SET TASK: In the entries below, reproduce word for word every line between the line holding "Return the mask of every instance of the parked" and the line holding "Outlines of the parked", inclusive.

RAW DATA:
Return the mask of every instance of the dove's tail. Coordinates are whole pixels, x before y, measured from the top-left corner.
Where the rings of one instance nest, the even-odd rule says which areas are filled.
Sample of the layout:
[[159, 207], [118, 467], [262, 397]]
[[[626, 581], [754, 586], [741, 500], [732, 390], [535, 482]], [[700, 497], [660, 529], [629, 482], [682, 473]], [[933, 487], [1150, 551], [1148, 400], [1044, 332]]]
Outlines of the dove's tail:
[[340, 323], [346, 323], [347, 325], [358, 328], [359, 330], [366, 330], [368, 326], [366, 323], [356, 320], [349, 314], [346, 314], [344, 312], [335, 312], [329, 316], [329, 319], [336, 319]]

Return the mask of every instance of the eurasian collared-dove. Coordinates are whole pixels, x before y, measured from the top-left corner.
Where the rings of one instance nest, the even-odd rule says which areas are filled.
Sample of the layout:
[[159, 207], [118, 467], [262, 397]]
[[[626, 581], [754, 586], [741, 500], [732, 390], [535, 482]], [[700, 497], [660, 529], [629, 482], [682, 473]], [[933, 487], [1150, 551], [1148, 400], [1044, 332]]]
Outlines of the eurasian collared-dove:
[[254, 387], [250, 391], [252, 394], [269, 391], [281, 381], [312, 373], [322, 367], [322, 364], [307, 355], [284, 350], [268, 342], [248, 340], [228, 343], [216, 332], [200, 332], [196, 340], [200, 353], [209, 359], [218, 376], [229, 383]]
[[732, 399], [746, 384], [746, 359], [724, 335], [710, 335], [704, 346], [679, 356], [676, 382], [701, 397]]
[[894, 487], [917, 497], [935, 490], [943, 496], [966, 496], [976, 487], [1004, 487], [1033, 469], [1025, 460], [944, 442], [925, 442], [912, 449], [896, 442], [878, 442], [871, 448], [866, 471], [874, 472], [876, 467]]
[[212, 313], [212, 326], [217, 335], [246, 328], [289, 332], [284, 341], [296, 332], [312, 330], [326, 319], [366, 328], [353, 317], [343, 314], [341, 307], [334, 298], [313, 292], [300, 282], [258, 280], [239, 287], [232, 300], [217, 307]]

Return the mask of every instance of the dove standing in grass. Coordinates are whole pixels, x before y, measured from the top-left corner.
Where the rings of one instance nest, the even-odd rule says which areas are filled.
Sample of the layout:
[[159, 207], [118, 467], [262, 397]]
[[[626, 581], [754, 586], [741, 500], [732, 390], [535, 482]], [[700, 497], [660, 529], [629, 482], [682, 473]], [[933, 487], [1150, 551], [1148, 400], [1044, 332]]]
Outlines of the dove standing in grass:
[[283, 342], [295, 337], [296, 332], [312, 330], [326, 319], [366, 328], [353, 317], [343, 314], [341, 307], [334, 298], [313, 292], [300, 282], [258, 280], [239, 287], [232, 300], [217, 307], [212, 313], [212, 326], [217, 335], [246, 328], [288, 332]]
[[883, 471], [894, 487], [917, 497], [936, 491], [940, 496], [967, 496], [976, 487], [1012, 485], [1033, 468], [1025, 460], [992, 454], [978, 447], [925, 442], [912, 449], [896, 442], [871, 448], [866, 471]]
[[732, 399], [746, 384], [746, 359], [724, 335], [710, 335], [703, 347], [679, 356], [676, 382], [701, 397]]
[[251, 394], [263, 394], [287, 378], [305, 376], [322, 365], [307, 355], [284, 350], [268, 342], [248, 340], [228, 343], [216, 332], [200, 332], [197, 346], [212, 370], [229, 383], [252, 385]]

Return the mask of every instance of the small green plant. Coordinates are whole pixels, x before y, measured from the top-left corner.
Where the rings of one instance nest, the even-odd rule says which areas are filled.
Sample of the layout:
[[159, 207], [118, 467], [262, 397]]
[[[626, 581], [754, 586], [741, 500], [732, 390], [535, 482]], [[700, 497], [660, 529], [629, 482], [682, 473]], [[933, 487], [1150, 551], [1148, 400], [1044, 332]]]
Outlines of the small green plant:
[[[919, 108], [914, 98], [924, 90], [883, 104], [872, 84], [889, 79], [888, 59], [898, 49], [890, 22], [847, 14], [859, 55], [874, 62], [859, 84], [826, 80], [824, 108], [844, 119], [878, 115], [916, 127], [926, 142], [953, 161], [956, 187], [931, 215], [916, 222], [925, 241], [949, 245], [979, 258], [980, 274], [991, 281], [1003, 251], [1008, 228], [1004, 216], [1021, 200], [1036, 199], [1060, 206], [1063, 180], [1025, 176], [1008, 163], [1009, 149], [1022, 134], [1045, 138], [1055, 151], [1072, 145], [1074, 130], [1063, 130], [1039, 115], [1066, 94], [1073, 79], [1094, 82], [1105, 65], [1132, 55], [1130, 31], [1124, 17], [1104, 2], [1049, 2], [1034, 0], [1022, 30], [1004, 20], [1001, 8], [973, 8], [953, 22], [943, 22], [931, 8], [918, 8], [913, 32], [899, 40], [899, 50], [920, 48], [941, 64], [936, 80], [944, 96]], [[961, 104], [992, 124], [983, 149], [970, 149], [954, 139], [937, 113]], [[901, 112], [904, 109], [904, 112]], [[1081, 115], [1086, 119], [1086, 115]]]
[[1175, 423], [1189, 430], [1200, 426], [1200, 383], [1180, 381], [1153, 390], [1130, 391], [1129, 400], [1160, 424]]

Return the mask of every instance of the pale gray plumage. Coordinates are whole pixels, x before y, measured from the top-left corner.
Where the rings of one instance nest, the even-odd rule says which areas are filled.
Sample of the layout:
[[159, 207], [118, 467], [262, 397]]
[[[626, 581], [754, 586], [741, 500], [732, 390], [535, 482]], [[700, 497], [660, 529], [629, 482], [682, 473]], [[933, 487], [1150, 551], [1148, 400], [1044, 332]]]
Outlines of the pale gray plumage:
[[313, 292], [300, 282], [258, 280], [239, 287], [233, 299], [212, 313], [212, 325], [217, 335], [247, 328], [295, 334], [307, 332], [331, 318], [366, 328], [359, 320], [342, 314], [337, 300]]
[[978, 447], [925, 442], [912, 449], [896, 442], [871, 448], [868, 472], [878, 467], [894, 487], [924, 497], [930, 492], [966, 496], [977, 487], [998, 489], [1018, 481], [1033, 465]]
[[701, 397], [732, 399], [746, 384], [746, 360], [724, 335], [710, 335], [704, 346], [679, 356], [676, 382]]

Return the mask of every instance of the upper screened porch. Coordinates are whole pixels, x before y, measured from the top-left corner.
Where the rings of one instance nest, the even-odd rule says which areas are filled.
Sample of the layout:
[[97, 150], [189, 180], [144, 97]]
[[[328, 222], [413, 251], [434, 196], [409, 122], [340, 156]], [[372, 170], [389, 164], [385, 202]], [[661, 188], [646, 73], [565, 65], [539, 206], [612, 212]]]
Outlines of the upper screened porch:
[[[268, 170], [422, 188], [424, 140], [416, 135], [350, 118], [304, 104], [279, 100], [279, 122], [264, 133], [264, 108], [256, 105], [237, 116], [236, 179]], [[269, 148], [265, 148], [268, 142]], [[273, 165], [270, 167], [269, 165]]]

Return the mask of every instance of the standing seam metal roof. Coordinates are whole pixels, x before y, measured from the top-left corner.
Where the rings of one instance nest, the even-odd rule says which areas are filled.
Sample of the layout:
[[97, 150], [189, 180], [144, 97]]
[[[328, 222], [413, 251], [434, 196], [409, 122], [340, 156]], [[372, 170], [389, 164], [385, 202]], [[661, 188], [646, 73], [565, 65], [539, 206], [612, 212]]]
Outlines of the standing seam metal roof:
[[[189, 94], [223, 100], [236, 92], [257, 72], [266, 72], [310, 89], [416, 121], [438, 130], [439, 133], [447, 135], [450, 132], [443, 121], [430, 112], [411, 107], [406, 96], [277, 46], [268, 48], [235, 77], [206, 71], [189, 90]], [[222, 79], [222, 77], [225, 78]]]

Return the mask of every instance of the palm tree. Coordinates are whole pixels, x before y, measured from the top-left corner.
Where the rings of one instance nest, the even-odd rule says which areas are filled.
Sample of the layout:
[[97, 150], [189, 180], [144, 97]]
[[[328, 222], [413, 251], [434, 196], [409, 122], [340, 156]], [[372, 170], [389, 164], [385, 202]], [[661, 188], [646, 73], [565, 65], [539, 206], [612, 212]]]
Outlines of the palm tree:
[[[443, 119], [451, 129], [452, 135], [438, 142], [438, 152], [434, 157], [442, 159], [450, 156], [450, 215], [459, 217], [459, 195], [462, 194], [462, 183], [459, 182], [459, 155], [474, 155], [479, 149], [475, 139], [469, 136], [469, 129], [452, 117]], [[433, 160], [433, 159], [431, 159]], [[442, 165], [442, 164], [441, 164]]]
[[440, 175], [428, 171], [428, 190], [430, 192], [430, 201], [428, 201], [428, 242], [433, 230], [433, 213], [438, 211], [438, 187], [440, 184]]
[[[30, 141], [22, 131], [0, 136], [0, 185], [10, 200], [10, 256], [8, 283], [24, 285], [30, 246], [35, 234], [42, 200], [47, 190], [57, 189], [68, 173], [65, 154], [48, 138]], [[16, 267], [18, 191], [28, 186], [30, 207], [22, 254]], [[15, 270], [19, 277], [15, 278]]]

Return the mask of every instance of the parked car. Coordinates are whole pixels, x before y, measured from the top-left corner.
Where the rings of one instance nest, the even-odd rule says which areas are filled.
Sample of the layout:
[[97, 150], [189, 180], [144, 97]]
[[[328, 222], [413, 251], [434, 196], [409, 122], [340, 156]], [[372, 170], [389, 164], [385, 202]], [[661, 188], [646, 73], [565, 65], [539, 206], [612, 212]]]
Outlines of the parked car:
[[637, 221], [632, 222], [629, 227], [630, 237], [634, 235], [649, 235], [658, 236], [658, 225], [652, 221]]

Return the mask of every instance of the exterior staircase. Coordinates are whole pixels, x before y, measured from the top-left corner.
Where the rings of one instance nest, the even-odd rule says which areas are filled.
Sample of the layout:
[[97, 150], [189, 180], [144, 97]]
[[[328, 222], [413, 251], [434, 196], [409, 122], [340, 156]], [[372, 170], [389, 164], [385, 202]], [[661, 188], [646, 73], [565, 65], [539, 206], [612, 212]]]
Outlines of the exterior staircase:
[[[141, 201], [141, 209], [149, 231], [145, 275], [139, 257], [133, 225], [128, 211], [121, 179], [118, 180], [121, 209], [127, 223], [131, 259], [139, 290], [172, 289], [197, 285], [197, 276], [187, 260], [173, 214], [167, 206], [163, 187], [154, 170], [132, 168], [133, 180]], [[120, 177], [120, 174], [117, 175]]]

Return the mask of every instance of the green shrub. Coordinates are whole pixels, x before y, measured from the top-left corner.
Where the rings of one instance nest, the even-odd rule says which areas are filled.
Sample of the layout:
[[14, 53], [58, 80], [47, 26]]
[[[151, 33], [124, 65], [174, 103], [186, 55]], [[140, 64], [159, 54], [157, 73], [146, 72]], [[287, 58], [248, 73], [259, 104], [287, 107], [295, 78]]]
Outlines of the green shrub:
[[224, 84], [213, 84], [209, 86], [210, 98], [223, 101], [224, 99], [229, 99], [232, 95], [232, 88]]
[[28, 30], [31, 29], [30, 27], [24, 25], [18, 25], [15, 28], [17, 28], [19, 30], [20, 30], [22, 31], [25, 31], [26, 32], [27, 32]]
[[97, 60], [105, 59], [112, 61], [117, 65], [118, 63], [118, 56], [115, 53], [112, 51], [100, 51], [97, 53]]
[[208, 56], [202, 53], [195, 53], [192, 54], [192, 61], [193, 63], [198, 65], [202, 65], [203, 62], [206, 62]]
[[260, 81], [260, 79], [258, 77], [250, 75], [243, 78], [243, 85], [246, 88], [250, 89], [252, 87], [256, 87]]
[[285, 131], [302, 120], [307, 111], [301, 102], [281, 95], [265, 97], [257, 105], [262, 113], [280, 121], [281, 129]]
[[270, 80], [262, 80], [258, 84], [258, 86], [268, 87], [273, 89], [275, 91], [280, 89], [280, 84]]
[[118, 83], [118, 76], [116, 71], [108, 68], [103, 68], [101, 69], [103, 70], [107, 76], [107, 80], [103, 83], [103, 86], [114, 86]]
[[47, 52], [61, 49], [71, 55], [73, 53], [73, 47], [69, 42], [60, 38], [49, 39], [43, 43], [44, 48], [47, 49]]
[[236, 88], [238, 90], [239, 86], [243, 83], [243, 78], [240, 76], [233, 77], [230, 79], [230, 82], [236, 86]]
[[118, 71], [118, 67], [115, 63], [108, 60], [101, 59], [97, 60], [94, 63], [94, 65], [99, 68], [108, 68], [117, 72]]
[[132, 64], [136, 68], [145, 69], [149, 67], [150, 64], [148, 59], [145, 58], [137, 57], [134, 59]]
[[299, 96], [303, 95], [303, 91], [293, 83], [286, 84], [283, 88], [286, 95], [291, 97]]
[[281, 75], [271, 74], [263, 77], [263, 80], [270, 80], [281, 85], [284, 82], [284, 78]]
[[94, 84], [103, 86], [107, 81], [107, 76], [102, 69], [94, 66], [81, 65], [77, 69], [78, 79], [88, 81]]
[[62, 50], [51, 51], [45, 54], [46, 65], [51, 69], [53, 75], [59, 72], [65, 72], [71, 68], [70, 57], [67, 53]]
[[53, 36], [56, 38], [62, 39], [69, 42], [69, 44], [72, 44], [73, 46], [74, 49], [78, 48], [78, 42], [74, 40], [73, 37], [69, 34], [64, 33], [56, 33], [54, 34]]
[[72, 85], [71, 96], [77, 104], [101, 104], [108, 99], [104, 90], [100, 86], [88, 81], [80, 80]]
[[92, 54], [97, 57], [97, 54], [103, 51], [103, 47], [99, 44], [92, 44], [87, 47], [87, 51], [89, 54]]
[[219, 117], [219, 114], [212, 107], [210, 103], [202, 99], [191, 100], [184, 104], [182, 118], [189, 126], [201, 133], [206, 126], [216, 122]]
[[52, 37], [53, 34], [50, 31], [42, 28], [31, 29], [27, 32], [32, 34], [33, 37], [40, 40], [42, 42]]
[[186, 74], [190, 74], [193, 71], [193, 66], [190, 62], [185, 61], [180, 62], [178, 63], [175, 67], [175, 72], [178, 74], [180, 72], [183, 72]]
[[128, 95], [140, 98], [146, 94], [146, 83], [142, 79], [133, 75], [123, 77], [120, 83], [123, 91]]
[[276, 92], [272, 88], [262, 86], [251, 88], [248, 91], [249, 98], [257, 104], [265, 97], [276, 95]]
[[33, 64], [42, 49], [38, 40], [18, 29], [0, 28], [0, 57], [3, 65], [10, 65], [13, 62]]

WRITTEN SOLUTION:
Return the mask of every instance of the parked car. Coordinates are whole pixels, x before y, measured from the top-left corner.
Where the rings of one instance nest, the even-odd rule says which areas are filled.
Sample of the layout:
[[97, 150], [189, 180], [144, 97]]
[[[328, 222], [413, 251], [434, 196], [409, 122], [340, 156]], [[372, 170], [389, 164], [385, 202]], [[661, 188], [646, 73], [565, 65], [539, 206], [612, 212]]]
Outlines of the parked car:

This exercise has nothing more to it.